# PASSAGE
Confirmation is often viewed as the end of a person’s formation in the Catholic faith. But organizers of the SEALED Confirmation preparation retreat want young people to know that the sacrament is a beginning, not an end.

“Their formation doesn’t stop with the third sacrament of initiation,” Libby Byrnes, coordinator of high school youth ministry for the Diocese of Nashville, said of the middle and high school students preparing for Confirmation. “This is really the start of their ownership of their faith.”

Franchelle Jaeger, one of the keynote speakers, talks to the students about Baptism and Confirmation.

The diocese hosted the SEALED retreat at the Catholic Pastoral Center on Saturday, April 10. About 250 students from a dozen parishes and schools in the diocese attended.

The Office of Youth and Young Adult Formation organized the retreat after hearing from parish leaders and directors of religious education who expressed a need for it. “We wanted to meet that need,” Byrnes said.

The retreat featured keynote addresses by Franchelle Jaeger and Sister Caterina Joy, O.P. of the Dominican Sisters of St. Cecilia in Nashville, breakout sessions, music by PJ Anderson and his band, Eucharistic Adoration and Confession, Mass celebrated by Father Andrew Bulso, pastor of St. Edward Church and chaplain of the Office of Youth and Young Adult Formation, and a talk by Bishop J. Mark Spalding.

Students tape the envelopes with their fears and burdens enclosed to a wall at the front of the auditorium.

# BRIEF 1
In the retreat passage, why did the Office of Youth and Young Adult Formation organize the SEALED retreat?
# BRIEF 2
Reproduce word for word the part of the entries that opens with the line containing "Expected: a point placed on each instance of the rider's white" and runs through the end of the entries.

# RECORDS FOR THIS EXERCISE
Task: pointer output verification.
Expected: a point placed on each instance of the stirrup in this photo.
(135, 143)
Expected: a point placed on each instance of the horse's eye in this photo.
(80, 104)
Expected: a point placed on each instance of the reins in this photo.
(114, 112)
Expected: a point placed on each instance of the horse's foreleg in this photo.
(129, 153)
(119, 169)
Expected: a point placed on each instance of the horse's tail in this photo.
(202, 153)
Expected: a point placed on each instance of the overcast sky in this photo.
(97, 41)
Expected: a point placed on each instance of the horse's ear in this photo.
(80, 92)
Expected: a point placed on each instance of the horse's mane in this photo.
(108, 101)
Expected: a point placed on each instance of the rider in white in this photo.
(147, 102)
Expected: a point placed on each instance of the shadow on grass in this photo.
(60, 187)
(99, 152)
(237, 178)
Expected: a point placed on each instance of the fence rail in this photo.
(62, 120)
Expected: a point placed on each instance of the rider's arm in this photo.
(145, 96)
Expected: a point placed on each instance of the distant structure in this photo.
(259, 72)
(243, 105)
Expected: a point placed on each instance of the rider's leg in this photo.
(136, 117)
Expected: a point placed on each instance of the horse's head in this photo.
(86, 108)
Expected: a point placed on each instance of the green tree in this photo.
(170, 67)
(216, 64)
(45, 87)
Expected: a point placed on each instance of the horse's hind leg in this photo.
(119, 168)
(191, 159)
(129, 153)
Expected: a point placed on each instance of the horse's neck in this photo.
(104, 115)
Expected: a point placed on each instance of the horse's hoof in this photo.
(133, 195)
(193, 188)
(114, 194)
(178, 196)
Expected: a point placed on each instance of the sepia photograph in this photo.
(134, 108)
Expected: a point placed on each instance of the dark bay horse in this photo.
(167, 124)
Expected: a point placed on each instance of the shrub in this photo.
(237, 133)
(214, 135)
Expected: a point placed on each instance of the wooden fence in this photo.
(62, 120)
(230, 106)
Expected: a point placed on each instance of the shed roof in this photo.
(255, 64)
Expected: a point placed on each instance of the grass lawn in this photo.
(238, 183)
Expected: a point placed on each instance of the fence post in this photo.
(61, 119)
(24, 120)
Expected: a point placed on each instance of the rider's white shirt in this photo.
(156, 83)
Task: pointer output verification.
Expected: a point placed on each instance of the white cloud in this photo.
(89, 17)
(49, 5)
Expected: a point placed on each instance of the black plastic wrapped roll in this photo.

# CORRECT OUTPUT 1
The office organized it after parish leaders and directors of religious education said such a retreat was needed. Byrnes said the office wanted to meet that need.

# CORRECT OUTPUT 2
Expected: a point placed on each instance of the rider's white shirt in this photo.
(156, 83)
Task: pointer output verification.
Expected: a point placed on each instance of the white cloud in this photo.
(89, 17)
(49, 5)
Expected: a point placed on each instance of the black plastic wrapped roll in this photo.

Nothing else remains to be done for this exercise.